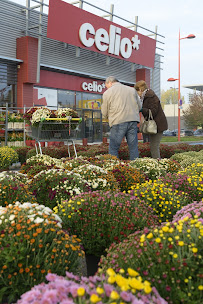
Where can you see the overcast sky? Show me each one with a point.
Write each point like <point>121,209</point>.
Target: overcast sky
<point>169,16</point>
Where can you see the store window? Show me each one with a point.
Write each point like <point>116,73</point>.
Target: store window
<point>45,97</point>
<point>66,98</point>
<point>7,84</point>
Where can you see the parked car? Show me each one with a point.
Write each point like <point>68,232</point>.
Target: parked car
<point>183,132</point>
<point>168,133</point>
<point>198,132</point>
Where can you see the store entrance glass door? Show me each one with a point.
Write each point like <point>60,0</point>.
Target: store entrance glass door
<point>92,125</point>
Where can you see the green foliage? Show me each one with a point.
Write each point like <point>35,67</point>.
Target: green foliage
<point>169,256</point>
<point>101,218</point>
<point>50,187</point>
<point>13,188</point>
<point>32,244</point>
<point>7,157</point>
<point>193,115</point>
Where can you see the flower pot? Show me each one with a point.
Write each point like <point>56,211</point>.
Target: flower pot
<point>10,125</point>
<point>92,262</point>
<point>27,142</point>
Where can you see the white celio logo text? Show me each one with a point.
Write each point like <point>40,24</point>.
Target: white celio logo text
<point>108,41</point>
<point>94,87</point>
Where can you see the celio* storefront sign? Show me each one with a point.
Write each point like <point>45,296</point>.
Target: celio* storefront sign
<point>93,86</point>
<point>111,42</point>
<point>78,27</point>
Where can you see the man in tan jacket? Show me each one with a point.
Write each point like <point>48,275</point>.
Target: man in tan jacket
<point>121,106</point>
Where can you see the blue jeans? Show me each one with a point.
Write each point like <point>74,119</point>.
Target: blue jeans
<point>128,130</point>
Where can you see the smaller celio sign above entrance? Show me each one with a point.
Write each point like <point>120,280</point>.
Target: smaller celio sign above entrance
<point>93,86</point>
<point>80,28</point>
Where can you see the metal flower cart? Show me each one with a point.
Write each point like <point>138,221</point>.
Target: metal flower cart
<point>56,129</point>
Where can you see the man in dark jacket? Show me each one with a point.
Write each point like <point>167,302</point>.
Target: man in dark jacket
<point>152,102</point>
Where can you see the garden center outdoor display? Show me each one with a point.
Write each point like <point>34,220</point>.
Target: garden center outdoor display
<point>142,219</point>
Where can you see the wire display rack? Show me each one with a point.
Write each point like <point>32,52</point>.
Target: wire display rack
<point>56,129</point>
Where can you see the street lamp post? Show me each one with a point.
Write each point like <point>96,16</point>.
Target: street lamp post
<point>174,79</point>
<point>174,98</point>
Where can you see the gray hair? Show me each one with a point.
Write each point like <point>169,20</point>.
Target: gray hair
<point>111,79</point>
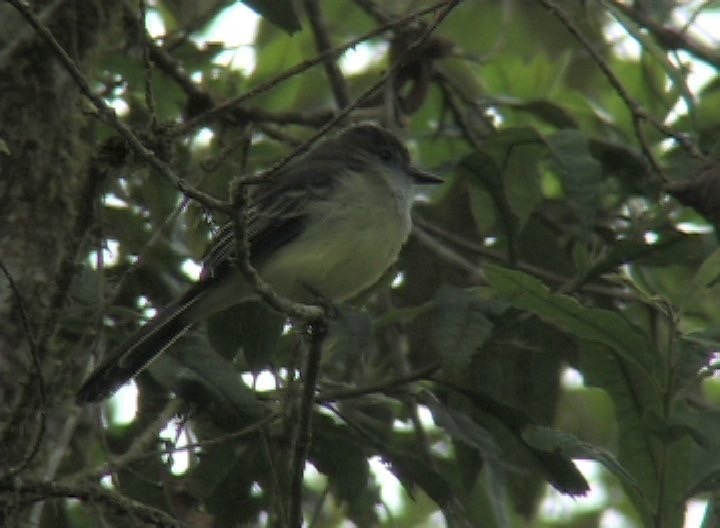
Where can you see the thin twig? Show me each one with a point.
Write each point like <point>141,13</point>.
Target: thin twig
<point>263,87</point>
<point>301,437</point>
<point>146,44</point>
<point>385,386</point>
<point>671,38</point>
<point>110,117</point>
<point>637,113</point>
<point>38,490</point>
<point>35,357</point>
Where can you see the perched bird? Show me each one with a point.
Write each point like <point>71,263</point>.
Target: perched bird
<point>329,223</point>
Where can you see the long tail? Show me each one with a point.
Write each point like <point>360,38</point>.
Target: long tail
<point>145,344</point>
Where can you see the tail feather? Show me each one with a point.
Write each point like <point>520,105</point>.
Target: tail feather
<point>142,347</point>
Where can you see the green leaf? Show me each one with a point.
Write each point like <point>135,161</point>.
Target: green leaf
<point>412,471</point>
<point>581,174</point>
<point>551,440</point>
<point>196,373</point>
<point>639,33</point>
<point>634,398</point>
<point>251,327</point>
<point>460,325</point>
<point>557,469</point>
<point>593,324</point>
<point>706,277</point>
<point>506,167</point>
<point>337,452</point>
<point>279,12</point>
<point>460,426</point>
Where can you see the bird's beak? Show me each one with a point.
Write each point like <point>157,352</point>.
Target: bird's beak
<point>421,176</point>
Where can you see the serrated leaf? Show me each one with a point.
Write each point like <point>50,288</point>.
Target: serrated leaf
<point>594,324</point>
<point>557,469</point>
<point>581,173</point>
<point>193,371</point>
<point>460,426</point>
<point>706,277</point>
<point>551,440</point>
<point>412,471</point>
<point>252,328</point>
<point>460,325</point>
<point>279,12</point>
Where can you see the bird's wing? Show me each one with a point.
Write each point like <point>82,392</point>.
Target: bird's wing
<point>277,214</point>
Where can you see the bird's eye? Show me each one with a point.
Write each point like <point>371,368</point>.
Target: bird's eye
<point>386,154</point>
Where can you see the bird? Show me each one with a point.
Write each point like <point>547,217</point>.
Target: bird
<point>328,224</point>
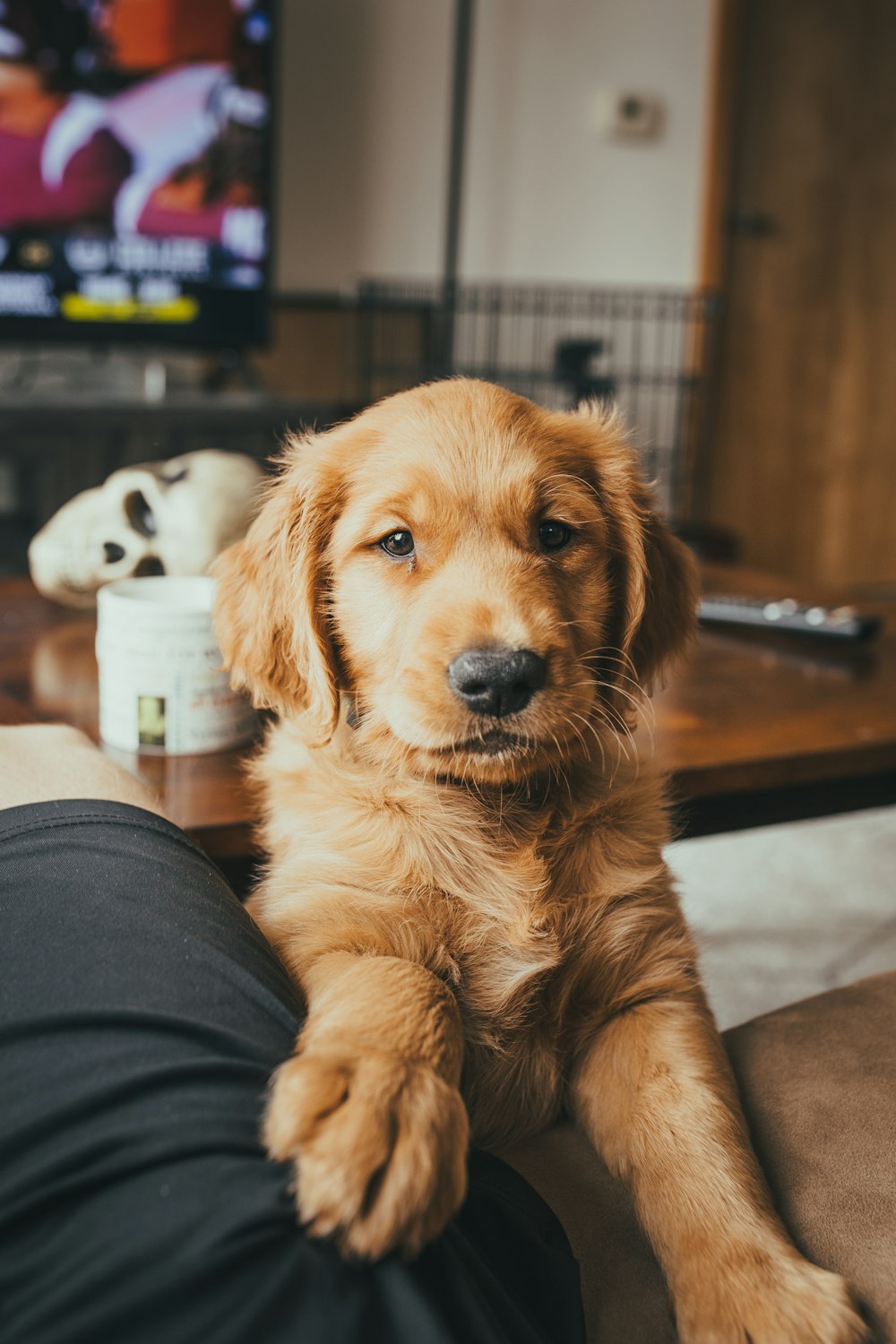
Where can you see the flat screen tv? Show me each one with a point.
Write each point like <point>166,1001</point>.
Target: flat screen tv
<point>134,169</point>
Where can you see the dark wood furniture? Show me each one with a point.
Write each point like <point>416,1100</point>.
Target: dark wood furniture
<point>751,728</point>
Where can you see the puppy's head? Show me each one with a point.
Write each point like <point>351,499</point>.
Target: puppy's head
<point>484,578</point>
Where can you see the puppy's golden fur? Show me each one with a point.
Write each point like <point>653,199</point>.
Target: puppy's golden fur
<point>476,906</point>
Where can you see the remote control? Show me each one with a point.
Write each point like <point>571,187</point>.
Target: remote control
<point>828,623</point>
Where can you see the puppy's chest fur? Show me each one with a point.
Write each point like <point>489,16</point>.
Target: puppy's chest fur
<point>506,908</point>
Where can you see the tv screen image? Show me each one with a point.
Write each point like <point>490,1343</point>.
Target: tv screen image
<point>134,169</point>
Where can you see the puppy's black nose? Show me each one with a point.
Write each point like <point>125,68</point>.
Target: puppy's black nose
<point>497,682</point>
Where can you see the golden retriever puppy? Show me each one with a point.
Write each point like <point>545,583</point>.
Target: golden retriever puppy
<point>455,604</point>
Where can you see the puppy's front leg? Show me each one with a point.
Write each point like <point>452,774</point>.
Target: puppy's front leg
<point>368,1107</point>
<point>656,1096</point>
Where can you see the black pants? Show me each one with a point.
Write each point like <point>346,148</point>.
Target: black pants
<point>142,1018</point>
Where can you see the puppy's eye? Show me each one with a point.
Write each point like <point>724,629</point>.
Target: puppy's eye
<point>554,535</point>
<point>398,543</point>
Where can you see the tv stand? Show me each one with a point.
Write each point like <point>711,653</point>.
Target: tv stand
<point>228,367</point>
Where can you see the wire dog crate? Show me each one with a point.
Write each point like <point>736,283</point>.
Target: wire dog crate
<point>646,351</point>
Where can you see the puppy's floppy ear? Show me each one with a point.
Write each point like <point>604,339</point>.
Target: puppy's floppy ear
<point>271,591</point>
<point>653,574</point>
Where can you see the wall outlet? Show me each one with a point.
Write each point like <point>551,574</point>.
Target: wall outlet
<point>626,115</point>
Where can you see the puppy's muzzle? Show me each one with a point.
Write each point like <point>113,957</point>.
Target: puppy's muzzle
<point>497,682</point>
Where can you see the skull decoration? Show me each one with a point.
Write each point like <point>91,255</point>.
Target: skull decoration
<point>163,518</point>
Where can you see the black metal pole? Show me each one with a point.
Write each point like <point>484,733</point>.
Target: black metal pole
<point>460,97</point>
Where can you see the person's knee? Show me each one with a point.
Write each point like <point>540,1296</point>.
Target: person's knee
<point>43,762</point>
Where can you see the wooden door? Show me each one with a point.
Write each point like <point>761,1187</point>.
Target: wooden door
<point>804,443</point>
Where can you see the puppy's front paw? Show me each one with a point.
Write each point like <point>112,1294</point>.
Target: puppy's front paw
<point>766,1300</point>
<point>379,1147</point>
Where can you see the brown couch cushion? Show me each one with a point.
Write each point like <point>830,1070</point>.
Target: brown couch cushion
<point>818,1083</point>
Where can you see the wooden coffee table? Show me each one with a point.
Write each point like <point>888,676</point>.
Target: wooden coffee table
<point>751,728</point>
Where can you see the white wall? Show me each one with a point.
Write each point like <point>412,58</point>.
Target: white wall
<point>363,156</point>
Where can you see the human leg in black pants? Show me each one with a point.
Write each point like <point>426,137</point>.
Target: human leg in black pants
<point>142,1015</point>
──────────────────────────────
[WHAT YOU ARE ASKED TO DO] Repeat only the stretch of lines starting at the one containing "Where can you see the wooden coffee" and running to the final line of the entries above.

[WRITTEN SOLUTION]
Where can you see the wooden coffee table? Show me each one with a point.
Write each point like <point>888,676</point>.
Target: wooden coffee table
<point>751,728</point>
Where can you see the white wall? Show me each one with a point.
Write each point like <point>412,58</point>.
Target: white wall
<point>363,156</point>
Where can you see the human leg in black pants? Show me each one with a point.
Write each point like <point>426,137</point>.
Target: human leg in black pants
<point>142,1015</point>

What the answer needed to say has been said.